§ **TASK DESCRIPTION**:
Copy only what runs from the line containing "Task: the pointer indicates each instance of the mansion" through the end of the material below, line for line, with both ends included.

________________________________________

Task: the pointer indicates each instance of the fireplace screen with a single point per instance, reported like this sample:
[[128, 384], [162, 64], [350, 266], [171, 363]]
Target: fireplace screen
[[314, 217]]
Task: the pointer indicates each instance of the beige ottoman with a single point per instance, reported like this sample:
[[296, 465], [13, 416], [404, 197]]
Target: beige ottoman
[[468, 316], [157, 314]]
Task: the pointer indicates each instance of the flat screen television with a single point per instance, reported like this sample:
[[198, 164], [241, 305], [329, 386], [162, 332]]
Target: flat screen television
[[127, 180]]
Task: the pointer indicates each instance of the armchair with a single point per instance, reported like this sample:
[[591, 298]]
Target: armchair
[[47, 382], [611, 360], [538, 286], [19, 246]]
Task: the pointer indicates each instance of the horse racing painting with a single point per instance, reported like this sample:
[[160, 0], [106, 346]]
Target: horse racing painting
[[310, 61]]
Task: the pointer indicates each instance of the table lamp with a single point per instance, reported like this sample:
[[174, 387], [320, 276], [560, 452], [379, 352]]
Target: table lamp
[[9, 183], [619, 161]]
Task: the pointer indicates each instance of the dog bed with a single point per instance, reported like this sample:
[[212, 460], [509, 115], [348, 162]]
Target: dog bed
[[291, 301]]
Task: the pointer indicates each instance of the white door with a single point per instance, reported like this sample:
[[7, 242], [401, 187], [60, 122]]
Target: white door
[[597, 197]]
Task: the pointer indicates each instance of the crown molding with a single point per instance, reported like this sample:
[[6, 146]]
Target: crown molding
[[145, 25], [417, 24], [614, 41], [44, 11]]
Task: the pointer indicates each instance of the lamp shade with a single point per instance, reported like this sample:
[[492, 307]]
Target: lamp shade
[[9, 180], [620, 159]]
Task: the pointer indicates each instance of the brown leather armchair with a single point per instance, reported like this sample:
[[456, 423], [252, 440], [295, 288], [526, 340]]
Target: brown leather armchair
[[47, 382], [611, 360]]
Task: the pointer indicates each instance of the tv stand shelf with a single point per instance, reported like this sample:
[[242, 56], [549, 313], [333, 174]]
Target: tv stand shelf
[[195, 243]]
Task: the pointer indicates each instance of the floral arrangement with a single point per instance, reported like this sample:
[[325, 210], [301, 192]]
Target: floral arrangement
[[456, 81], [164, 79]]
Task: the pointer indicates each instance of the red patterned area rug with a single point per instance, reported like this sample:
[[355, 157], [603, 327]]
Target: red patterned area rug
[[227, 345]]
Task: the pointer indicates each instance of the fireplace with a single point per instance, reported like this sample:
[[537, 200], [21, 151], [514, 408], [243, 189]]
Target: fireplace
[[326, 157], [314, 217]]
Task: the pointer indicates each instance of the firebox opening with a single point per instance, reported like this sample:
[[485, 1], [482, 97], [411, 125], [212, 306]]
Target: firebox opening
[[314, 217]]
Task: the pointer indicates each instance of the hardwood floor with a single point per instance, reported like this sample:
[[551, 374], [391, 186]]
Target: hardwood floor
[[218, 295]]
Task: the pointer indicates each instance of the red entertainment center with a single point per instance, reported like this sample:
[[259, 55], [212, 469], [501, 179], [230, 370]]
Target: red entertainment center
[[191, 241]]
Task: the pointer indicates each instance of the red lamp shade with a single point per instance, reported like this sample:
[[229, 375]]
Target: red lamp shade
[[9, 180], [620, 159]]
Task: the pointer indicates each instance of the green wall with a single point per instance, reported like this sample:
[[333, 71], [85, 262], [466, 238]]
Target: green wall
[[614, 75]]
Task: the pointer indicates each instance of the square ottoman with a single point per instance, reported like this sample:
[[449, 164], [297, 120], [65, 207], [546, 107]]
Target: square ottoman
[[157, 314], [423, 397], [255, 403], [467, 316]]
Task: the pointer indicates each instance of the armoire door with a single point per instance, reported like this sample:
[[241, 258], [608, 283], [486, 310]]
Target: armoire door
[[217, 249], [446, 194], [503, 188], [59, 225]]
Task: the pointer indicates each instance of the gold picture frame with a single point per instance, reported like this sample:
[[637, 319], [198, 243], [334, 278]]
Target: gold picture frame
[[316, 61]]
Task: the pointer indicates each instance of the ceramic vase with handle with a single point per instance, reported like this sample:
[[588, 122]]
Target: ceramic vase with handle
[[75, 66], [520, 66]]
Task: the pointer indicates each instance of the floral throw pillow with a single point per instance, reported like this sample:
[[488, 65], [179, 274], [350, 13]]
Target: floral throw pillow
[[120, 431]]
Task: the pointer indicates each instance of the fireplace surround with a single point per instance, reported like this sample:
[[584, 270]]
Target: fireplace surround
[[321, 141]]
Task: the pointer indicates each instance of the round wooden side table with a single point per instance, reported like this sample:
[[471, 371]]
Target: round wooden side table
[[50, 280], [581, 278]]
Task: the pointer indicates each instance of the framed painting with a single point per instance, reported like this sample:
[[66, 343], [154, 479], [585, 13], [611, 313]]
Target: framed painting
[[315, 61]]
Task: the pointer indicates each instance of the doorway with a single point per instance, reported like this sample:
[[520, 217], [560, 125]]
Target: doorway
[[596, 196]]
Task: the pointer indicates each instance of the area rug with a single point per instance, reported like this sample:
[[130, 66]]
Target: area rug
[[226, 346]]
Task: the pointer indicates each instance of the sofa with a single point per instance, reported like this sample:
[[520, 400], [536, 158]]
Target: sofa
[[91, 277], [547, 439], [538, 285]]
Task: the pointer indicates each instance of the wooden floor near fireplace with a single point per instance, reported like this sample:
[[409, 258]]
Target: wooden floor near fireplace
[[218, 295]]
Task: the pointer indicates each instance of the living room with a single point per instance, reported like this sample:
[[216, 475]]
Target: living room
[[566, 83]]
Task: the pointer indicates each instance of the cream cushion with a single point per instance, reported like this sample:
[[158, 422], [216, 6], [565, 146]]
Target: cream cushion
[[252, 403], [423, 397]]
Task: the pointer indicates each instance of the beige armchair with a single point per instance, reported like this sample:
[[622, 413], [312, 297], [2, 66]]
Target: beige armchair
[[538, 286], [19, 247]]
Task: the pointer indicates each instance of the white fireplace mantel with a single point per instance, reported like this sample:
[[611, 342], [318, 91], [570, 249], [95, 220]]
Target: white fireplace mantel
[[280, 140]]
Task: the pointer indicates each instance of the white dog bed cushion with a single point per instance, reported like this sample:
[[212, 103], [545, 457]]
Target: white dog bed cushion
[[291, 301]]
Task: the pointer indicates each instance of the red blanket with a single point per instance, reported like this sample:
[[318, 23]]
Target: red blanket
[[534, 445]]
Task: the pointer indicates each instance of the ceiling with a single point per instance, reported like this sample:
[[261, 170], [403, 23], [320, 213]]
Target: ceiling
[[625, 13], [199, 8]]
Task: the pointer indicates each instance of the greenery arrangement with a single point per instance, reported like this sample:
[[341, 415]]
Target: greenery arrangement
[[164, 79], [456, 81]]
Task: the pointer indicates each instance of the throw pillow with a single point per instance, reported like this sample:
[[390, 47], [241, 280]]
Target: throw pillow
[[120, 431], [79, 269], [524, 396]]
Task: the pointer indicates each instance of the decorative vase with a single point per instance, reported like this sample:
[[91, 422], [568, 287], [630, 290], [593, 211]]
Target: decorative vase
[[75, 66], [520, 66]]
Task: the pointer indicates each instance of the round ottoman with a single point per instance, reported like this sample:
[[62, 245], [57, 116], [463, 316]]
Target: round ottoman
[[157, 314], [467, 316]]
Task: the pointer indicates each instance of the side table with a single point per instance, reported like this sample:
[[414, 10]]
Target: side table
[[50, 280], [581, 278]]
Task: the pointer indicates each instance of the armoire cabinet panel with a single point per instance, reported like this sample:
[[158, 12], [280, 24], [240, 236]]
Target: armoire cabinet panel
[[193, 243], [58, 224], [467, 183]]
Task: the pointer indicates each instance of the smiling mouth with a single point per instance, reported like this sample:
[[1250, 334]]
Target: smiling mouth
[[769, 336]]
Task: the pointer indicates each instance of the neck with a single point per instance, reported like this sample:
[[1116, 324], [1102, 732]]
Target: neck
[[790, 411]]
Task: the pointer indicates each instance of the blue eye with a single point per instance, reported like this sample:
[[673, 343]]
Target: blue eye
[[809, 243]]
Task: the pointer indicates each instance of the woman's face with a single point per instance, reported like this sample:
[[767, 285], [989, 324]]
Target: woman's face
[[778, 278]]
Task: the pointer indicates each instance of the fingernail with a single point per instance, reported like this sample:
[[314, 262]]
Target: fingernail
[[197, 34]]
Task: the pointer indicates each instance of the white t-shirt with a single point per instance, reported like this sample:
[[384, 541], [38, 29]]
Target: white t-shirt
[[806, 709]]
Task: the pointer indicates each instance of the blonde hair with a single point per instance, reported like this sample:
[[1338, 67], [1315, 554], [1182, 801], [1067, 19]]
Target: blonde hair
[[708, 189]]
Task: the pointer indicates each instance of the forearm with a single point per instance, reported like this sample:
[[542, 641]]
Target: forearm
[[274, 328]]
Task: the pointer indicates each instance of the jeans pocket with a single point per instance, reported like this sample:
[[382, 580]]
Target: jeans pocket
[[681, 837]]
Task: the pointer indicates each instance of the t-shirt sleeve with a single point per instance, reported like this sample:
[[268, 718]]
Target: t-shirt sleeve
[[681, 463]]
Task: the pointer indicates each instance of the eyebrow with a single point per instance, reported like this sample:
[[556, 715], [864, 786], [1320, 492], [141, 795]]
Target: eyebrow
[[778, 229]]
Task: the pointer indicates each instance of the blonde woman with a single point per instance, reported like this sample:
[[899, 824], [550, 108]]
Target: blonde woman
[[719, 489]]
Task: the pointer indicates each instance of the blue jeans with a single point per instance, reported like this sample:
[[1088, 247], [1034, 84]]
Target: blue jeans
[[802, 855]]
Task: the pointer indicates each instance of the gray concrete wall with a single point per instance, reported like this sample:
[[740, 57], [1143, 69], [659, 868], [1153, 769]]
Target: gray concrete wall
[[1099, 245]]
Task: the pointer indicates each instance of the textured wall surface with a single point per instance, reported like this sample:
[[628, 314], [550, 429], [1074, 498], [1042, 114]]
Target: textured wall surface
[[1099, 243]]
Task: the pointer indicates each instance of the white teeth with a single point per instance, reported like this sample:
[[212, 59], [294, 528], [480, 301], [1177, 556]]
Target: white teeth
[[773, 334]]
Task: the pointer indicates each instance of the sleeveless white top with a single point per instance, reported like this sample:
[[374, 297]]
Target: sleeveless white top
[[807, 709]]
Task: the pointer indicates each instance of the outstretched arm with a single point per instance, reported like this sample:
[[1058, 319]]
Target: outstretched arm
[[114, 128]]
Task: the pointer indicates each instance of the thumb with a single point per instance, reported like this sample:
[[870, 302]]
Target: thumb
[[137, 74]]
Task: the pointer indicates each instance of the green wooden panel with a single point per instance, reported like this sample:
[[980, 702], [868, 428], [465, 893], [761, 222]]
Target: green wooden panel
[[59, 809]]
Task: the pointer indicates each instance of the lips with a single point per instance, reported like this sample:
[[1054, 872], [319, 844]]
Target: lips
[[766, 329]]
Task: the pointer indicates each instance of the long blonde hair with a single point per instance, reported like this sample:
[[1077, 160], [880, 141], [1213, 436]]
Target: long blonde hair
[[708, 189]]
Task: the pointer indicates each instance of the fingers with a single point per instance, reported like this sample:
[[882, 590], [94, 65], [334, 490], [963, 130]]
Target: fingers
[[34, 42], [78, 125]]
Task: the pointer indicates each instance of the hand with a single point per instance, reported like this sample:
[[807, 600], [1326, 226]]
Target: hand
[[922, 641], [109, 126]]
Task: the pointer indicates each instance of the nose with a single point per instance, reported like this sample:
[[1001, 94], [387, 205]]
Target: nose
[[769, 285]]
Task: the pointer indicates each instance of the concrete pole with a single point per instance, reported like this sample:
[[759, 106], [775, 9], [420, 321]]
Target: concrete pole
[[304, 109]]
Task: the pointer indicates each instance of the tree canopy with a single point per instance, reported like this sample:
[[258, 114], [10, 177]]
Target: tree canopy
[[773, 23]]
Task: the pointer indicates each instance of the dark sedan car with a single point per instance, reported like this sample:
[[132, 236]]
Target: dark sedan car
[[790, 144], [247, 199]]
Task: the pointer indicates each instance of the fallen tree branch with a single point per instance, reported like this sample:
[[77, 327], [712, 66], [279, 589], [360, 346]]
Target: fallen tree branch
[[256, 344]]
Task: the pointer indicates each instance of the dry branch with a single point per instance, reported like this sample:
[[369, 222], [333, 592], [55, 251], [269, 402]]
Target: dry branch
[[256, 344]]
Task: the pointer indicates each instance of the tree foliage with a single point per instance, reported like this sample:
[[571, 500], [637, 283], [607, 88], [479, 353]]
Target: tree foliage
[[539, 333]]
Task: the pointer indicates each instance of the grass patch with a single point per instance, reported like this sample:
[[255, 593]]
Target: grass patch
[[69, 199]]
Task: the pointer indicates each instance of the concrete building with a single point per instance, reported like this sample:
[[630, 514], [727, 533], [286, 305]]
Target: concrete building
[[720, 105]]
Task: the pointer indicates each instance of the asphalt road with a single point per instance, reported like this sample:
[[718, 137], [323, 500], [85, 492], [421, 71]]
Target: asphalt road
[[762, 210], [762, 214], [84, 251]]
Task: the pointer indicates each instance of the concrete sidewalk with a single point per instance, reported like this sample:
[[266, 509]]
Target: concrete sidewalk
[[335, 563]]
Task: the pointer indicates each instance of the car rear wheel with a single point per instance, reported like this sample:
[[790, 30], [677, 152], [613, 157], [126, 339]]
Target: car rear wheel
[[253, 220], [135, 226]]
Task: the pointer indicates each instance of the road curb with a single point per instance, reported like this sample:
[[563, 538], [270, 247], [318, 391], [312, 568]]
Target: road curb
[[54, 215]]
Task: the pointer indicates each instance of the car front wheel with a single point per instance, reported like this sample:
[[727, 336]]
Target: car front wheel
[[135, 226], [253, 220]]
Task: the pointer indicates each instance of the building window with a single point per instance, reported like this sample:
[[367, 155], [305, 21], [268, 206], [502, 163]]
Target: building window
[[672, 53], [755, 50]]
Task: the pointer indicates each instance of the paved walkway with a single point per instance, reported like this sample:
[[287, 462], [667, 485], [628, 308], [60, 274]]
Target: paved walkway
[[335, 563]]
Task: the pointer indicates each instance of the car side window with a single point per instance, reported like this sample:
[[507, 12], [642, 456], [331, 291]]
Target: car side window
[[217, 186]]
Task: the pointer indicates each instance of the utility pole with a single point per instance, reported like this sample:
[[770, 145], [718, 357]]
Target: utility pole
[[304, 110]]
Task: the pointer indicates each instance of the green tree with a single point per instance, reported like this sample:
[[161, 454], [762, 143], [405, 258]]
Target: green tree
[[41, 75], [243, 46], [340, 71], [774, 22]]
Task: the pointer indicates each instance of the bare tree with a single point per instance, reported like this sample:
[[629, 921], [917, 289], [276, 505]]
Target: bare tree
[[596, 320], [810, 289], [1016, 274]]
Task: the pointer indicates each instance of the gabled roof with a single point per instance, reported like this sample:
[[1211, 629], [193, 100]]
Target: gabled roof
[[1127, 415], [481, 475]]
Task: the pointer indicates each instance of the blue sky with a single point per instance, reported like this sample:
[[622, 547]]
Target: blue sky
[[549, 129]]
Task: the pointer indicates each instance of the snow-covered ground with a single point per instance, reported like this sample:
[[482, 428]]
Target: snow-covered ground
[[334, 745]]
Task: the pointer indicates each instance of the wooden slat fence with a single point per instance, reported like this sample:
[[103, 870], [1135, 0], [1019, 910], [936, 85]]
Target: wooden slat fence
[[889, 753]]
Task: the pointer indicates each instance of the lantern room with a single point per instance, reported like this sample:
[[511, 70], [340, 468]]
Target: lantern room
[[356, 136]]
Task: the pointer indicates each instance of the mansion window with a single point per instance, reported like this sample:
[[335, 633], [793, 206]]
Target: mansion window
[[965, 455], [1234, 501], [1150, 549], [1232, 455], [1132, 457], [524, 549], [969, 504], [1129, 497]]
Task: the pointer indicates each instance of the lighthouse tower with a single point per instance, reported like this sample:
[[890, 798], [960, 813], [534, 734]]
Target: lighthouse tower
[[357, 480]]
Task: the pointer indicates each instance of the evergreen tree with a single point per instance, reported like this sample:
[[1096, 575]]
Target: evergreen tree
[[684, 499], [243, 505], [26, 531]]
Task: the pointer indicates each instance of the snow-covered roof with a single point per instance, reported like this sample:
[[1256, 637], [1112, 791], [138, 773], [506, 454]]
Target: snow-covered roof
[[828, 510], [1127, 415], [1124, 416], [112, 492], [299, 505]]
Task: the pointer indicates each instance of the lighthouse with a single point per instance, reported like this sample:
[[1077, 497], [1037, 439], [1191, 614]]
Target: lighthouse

________________________________________

§ **TASK OUTPUT**:
Task: the pointer indicates each instance of the mansion window with a single point per instance, reported like this sample:
[[335, 633], [793, 206]]
Target: mansion window
[[965, 455], [1234, 501], [1150, 549], [1232, 455], [1132, 457], [524, 549], [969, 504], [1129, 497]]
Task: the pointer indicates each instance of the lighthouse tower with a single point per instance, reported like this sample:
[[890, 798], [960, 813], [534, 734]]
Target: lighthouse tower
[[357, 480]]
Task: the pointer indicates each instance of the evergreen tree with a single point per instance, reported like this sample:
[[1096, 575]]
Target: evergreen tree
[[684, 499], [243, 505], [26, 531]]
Task: the pointer indicates each instance of the snow-covered roof with a single point per instance, reported like this sample:
[[1256, 637], [1112, 791], [138, 773], [506, 454]]
Target: snow-covered roof
[[828, 510], [1127, 415], [1124, 416], [112, 492], [299, 505]]
Task: the pointer indicates each instance of the lighthouse with a single point per instance, reported like this sample:
[[1077, 497], [1037, 439], [1191, 614]]
Target: lighthouse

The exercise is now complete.